-- Begin EXTRACTED MATERIAL --

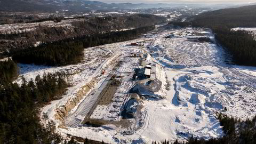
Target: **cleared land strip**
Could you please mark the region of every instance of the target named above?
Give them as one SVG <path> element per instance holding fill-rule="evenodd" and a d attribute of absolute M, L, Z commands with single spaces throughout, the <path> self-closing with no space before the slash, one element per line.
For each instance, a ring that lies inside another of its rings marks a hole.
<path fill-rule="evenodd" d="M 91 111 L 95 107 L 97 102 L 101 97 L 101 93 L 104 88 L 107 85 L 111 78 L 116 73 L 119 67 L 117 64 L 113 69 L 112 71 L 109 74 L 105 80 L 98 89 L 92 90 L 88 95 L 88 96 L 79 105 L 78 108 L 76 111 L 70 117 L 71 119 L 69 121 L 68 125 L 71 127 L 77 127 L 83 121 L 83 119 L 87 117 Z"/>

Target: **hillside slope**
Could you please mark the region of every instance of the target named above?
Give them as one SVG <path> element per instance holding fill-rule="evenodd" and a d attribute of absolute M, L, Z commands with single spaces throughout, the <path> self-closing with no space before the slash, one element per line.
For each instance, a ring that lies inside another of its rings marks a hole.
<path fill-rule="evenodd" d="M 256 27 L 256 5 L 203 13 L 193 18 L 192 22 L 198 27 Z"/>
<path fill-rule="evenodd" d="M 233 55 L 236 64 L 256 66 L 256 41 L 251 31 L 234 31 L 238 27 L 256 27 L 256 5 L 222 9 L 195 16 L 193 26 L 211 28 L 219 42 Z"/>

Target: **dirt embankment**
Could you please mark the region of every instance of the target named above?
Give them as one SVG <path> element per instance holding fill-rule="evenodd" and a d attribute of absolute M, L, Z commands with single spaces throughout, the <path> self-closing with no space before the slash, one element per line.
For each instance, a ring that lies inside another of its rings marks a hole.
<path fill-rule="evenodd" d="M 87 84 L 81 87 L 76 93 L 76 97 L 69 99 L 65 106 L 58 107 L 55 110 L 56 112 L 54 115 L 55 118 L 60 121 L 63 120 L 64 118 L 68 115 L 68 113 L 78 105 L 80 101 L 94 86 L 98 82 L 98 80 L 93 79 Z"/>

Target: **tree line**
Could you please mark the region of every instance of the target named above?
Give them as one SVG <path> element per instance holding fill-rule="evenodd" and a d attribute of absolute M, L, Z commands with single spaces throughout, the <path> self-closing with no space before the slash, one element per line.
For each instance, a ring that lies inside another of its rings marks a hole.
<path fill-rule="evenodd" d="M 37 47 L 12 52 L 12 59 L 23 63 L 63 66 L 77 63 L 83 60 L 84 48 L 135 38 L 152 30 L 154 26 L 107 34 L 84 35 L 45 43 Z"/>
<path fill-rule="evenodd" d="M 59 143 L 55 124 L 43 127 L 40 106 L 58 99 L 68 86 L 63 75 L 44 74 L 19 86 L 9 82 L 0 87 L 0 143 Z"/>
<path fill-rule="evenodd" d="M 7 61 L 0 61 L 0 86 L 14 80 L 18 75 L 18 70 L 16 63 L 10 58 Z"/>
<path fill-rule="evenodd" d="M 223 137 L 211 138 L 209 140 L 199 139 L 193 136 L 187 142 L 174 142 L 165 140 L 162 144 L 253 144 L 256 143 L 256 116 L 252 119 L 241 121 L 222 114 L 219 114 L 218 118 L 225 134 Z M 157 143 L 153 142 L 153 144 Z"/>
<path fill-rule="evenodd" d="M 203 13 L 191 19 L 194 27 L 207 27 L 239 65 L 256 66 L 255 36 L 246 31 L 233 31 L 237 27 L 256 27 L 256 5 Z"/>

-- End EXTRACTED MATERIAL --

## [SET EXERCISE]
Reproduce all of the entries above with every "instance" swapped for "occurrence" and nothing else changed. Omit the pictures.

## [RESULT]
Target: **cleared land strip**
Could you please mark the region of every occurrence of the target named above?
Give them as one SVG <path> element per occurrence holding fill-rule="evenodd" and a d attribute of absolute M, L, Z commands with single spaces throughout, the <path> self-closing with no space before the slash, one element per line.
For each occurrence, a ring that lies inside another of its rings marks a hole.
<path fill-rule="evenodd" d="M 91 111 L 95 107 L 97 102 L 101 97 L 101 93 L 104 88 L 107 85 L 111 78 L 116 73 L 119 67 L 117 64 L 113 69 L 112 71 L 109 74 L 105 80 L 98 89 L 92 90 L 88 95 L 88 96 L 79 105 L 78 108 L 76 111 L 70 117 L 71 119 L 69 121 L 68 125 L 71 127 L 77 127 L 83 121 L 83 119 L 87 117 Z"/>

Target: **hillside slope**
Could you please mark the region of every occurrence of the target named above?
Give them as one SVG <path> element per occurrence holding fill-rule="evenodd" and a d attribute of absolute M, L, Z commands with single spaces throughout, the <path> self-closing with no space before the slash, one element per line.
For each occurrence, a ring that lies inside another of its rings marks a hole.
<path fill-rule="evenodd" d="M 256 27 L 256 5 L 203 13 L 193 18 L 192 22 L 198 27 Z"/>
<path fill-rule="evenodd" d="M 233 55 L 236 64 L 256 66 L 256 41 L 251 31 L 234 31 L 238 27 L 256 27 L 256 5 L 222 9 L 195 16 L 193 26 L 211 28 L 219 42 Z"/>

Target: **dirt embankment**
Could you please mark the region of every occurrence of the target named above?
Give them as one SVG <path> element per occurrence holding fill-rule="evenodd" and a d attribute of absolute M, L, Z commands with single spaces throughout, the <path> self-closing with no space before the slash, one element per line.
For each occurrence, a ring that lies inside another of its rings marks a hole.
<path fill-rule="evenodd" d="M 87 84 L 81 87 L 76 93 L 76 97 L 69 99 L 65 106 L 58 107 L 55 110 L 56 112 L 54 115 L 55 118 L 60 121 L 63 120 L 64 118 L 68 115 L 68 113 L 78 105 L 80 101 L 94 86 L 98 82 L 98 80 L 93 79 Z"/>

Target: **tree line**
Could you please mark the region of every occurrence of the target named above?
Give them as one SVG <path> element per occurrence holding fill-rule="evenodd" and a d attribute of absolute M, L, Z commands with single spaces throughout, the <path> self-closing with no space before the slash, one element per line.
For each occurrence, a ring that lies inside another of its rings marks a hole.
<path fill-rule="evenodd" d="M 37 47 L 12 52 L 12 59 L 23 63 L 63 66 L 77 63 L 83 60 L 84 48 L 135 38 L 152 30 L 154 26 L 107 34 L 84 35 L 45 43 Z"/>
<path fill-rule="evenodd" d="M 59 143 L 55 124 L 43 127 L 40 106 L 58 99 L 68 86 L 63 75 L 44 74 L 19 86 L 9 82 L 0 87 L 0 143 Z"/>
<path fill-rule="evenodd" d="M 7 61 L 0 61 L 0 86 L 14 80 L 18 75 L 18 70 L 16 63 L 10 58 Z"/>
<path fill-rule="evenodd" d="M 223 137 L 211 138 L 209 140 L 199 139 L 193 136 L 187 142 L 174 142 L 165 140 L 162 144 L 253 144 L 256 143 L 256 116 L 252 119 L 241 121 L 222 114 L 219 114 L 218 118 L 225 134 Z M 157 143 L 153 142 L 153 144 Z"/>
<path fill-rule="evenodd" d="M 203 13 L 191 19 L 194 27 L 207 27 L 239 65 L 256 66 L 255 36 L 246 31 L 233 31 L 237 27 L 256 27 L 256 5 Z"/>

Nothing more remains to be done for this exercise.